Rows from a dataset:
[START]

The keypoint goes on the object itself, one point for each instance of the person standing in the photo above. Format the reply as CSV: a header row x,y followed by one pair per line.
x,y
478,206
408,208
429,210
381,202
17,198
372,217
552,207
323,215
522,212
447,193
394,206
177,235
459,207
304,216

[END]

Extract every line of the listing above and reproduce each one verbatim, in its original order.

The keypoint goes on the object itself, one point for each instance of the person standing in the photo above. Format the reply as CSV: a header row x,y followed by one pair per line.
x,y
478,206
408,208
429,210
381,202
17,198
372,217
552,207
323,215
522,212
447,193
394,206
177,235
459,207
304,216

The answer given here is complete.